==== Information given ====

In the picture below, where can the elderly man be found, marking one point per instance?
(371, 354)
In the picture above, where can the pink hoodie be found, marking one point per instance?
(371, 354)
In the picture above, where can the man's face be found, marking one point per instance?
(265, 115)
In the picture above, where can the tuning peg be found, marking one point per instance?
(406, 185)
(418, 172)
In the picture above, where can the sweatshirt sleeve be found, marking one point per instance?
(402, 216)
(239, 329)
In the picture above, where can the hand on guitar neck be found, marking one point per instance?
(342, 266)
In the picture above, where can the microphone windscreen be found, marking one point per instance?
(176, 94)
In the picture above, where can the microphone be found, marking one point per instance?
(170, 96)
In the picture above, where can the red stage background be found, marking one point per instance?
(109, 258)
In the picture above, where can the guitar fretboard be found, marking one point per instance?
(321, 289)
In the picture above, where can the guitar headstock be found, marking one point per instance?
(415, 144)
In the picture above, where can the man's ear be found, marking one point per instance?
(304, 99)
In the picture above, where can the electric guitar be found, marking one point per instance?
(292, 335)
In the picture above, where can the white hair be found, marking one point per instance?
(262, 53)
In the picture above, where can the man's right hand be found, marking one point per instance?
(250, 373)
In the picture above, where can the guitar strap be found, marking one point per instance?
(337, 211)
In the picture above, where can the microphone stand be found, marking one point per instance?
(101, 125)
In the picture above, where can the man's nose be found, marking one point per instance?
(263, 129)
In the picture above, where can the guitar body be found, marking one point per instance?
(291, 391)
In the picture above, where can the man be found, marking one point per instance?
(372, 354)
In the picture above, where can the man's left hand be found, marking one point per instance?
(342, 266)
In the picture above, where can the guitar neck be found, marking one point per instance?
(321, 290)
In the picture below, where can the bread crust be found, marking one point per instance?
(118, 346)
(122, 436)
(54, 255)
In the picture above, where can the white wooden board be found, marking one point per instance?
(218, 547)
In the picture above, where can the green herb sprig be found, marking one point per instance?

====

> **Instruction**:
Swap every "microphone" in the records for "mic" and write all the records out again, leaving everything else unchanged.

> **Reply to the task**:
In the picture below, where can the elderly man be found, marking one point per instance?
(371, 354)
In the picture above, where can the pink hoodie be found, marking one point per instance?
(371, 354)
In the picture above, where can the man's face be found, marking one point per instance?
(265, 115)
In the picture above, where can the tuning peg be found, marking one point per instance?
(406, 185)
(418, 172)
In the picture above, where can the sweatshirt sleeve be found, marking one point per instance?
(402, 216)
(239, 329)
In the picture above, where can the hand on guitar neck be found, marking one point per instance?
(342, 266)
In the picture above, where can the mic windscreen be found, marking one point per instance?
(176, 94)
In the picture above, where can the mic be found, marking one point per instance?
(170, 96)
In the picture above, where can the red stage background be found, marking one point per instance?
(109, 258)
In the picture above, where can the guitar fretboard be found, marking one point per instance?
(321, 289)
In the picture above, where can the guitar headstock be found, marking one point per instance?
(415, 144)
In the picture above, where can the man's ear be found, marking one point per instance?
(304, 99)
In the picture above, where can the electric guitar be found, marking one point per instance?
(292, 335)
In the picture above, where can the white hair be found, marking one point per instance?
(262, 53)
In the picture above, where can the man's right hand be found, marking one point per instance?
(250, 373)
In the picture above, where can the guitar strap be found, marking one point per instance?
(337, 211)
In the picture above, where can the mic stand be found, marking one point per instance?
(101, 125)
In the picture above, where can the man's nose be found, marking one point per instance?
(263, 129)
In the picture above, where can the guitar body be found, marking one point per instance?
(291, 391)
In the picture above, where can the man be found, marking one point per instance?
(372, 354)
In the picture above, where can the man's left hand be found, marking one point per instance?
(342, 266)
In the picture above, where can the guitar neck be found, marking one point per instance?
(321, 290)
In the picture below, where can the bread crust be found, marking one point per instance?
(118, 346)
(122, 436)
(54, 255)
In the picture above, where can the white wooden board be found, marking one point per instance?
(218, 547)
In the picture above, where can the green herb sprig be found, marking one point per instance?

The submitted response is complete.